#### RECORDS SUPPLIED ####
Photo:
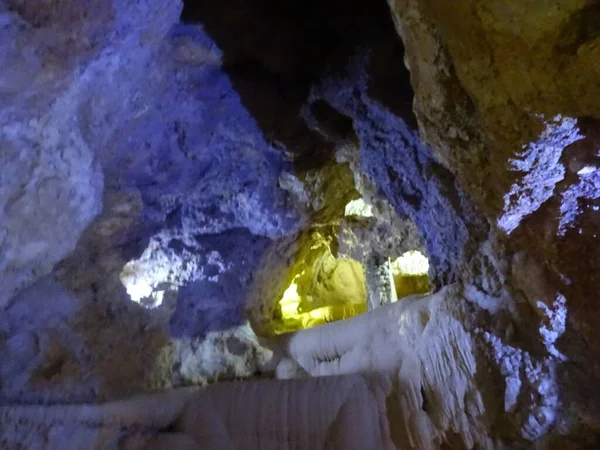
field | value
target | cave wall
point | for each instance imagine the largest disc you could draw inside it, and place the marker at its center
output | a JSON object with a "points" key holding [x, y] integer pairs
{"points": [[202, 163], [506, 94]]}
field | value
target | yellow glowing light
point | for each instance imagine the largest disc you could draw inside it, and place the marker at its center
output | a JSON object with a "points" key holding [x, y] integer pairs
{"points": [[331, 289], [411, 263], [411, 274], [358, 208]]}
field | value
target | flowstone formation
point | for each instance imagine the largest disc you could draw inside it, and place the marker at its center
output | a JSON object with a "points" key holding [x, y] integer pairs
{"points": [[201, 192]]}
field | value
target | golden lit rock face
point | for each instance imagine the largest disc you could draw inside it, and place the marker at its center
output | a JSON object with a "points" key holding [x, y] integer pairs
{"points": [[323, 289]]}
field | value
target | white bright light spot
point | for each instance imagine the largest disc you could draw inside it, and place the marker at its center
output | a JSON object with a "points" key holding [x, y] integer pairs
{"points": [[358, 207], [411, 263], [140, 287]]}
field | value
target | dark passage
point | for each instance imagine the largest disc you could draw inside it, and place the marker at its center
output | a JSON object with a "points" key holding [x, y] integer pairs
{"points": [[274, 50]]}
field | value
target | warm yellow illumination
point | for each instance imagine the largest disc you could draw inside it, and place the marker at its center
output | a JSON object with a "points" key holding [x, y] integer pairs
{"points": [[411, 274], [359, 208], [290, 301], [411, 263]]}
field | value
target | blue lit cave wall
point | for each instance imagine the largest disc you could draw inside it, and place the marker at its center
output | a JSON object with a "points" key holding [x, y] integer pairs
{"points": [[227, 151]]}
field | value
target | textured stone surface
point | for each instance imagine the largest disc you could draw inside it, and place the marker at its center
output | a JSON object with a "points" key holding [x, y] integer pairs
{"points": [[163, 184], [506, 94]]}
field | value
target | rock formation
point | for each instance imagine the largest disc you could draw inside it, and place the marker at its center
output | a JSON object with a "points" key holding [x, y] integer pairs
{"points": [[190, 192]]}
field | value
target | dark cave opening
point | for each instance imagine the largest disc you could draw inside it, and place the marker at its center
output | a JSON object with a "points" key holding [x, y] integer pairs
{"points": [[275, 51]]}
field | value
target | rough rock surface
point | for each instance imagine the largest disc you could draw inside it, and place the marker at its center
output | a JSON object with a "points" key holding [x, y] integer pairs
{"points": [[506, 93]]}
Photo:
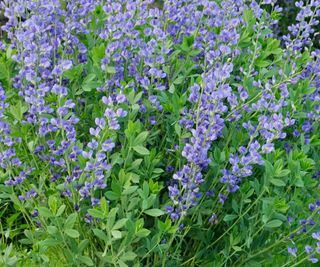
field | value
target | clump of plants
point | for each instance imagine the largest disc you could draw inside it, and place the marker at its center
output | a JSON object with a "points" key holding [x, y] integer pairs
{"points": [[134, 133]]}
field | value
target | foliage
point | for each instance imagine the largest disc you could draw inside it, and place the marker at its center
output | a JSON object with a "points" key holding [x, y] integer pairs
####
#### RECORDS SUPPLIED ####
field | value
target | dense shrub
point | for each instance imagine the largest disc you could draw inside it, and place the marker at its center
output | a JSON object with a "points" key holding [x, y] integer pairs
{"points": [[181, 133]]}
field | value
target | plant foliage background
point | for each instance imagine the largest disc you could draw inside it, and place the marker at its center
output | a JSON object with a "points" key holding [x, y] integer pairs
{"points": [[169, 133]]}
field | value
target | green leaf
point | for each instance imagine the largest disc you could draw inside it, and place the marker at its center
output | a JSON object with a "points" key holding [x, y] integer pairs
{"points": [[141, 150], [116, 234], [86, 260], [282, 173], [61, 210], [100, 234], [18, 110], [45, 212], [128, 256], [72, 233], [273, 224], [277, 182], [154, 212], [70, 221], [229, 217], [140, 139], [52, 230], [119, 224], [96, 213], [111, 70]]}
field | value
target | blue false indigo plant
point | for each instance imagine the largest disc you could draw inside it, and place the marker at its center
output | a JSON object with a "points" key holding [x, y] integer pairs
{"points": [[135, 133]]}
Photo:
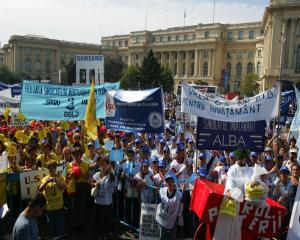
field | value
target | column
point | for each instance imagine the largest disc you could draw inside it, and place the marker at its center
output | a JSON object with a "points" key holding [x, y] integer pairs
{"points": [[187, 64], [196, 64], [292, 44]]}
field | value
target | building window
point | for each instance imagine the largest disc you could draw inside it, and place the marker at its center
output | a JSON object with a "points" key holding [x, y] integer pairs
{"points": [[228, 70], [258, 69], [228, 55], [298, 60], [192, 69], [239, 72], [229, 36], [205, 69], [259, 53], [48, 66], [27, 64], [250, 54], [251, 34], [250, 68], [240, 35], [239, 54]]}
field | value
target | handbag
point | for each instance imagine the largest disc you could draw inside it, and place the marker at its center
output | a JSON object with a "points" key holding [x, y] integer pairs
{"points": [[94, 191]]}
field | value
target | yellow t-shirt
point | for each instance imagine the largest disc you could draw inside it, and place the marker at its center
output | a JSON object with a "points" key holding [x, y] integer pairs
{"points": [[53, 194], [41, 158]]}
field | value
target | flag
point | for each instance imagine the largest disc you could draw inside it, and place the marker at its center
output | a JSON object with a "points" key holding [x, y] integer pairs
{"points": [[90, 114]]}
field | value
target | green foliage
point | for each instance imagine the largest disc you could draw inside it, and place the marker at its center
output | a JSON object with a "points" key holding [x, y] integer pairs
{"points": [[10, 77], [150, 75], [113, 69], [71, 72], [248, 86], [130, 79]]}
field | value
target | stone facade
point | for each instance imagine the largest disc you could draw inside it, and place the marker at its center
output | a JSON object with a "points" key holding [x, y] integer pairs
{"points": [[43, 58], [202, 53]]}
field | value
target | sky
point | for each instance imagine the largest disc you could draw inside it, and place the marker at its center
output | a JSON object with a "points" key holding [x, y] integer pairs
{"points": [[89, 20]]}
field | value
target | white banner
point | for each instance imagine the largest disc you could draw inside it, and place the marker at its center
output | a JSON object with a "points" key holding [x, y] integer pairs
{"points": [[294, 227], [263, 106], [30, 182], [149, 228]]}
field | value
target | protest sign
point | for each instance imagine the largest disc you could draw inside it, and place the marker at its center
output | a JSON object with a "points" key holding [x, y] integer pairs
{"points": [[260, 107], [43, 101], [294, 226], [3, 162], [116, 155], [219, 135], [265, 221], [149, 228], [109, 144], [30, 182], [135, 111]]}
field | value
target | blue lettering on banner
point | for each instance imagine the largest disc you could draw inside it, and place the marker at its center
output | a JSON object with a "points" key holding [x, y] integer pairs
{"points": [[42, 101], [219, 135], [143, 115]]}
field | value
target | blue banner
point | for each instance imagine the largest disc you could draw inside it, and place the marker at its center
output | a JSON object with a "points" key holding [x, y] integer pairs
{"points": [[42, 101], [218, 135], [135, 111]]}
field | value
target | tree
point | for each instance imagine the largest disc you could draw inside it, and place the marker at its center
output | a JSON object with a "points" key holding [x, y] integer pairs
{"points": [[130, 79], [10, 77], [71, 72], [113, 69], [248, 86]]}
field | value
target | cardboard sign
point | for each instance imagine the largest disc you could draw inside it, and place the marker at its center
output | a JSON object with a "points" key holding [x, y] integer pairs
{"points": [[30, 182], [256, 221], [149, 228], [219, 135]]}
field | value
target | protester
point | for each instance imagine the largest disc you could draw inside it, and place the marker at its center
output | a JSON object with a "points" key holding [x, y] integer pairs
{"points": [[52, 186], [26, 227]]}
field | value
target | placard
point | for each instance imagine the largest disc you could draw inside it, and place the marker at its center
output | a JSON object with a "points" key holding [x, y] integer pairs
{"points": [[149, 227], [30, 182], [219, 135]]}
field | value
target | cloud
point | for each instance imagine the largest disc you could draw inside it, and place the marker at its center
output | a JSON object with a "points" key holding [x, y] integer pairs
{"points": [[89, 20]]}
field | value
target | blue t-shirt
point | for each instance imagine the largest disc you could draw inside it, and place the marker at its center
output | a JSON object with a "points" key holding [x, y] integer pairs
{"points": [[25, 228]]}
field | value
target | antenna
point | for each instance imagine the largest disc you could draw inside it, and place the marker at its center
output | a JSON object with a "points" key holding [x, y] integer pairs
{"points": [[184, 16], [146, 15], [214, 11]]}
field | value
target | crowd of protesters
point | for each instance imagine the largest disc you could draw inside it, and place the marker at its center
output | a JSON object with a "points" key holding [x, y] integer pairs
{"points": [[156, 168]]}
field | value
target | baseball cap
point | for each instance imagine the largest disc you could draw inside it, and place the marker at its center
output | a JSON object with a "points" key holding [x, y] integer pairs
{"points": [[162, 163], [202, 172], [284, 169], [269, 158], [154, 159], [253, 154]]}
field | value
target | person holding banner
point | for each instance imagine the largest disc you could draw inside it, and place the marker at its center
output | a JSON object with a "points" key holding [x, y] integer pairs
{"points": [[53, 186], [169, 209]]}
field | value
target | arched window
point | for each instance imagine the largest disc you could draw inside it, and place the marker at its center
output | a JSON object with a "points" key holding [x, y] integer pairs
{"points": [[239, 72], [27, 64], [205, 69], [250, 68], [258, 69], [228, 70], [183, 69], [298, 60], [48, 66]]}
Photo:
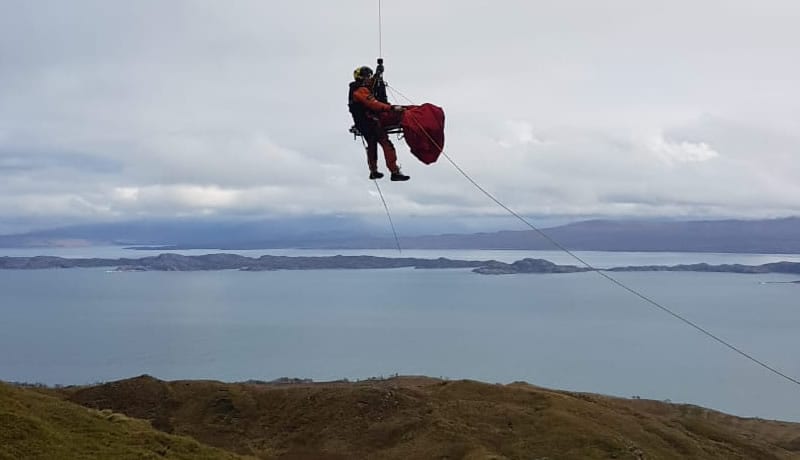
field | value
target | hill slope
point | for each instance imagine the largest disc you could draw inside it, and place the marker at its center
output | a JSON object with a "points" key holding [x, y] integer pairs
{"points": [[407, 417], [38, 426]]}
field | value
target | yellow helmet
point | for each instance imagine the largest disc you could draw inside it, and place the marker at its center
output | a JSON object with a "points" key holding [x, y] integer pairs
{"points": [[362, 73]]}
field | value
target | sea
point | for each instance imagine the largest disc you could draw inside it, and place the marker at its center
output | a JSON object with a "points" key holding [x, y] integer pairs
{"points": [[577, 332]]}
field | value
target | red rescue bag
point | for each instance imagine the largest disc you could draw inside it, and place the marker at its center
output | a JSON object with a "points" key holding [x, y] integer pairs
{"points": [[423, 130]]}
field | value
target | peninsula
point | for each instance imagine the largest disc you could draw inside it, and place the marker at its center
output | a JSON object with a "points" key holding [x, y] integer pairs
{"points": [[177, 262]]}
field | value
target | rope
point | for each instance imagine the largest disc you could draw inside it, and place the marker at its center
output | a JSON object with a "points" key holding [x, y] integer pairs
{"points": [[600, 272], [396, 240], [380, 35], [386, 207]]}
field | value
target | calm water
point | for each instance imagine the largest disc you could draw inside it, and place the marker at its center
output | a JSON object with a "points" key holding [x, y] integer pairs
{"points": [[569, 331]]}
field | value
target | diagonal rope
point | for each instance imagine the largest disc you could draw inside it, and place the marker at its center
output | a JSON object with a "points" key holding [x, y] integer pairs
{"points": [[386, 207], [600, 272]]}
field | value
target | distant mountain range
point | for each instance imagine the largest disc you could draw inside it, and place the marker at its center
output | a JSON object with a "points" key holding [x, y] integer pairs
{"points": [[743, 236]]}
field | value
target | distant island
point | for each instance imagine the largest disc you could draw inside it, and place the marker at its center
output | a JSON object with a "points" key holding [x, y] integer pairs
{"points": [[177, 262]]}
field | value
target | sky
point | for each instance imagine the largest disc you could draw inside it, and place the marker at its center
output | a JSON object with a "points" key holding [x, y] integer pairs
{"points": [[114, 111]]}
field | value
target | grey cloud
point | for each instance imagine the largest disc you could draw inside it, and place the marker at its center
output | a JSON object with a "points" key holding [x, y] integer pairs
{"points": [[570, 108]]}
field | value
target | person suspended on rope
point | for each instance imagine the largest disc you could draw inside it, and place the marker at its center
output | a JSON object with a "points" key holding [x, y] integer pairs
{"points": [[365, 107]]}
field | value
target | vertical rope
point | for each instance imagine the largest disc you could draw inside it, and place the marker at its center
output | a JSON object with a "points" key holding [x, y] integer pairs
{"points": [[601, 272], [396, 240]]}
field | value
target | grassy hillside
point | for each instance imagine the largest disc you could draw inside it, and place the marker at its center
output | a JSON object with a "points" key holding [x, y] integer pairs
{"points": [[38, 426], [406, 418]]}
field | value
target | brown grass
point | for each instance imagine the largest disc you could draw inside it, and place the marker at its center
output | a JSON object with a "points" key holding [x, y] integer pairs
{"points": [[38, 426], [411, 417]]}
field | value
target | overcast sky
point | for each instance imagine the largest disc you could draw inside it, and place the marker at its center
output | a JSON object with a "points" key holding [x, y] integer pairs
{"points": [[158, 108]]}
####
Report every line of the data above that contains the word "white", copying each one in full. Matches must have the same letter case.

target | white bright light spot
target | white banner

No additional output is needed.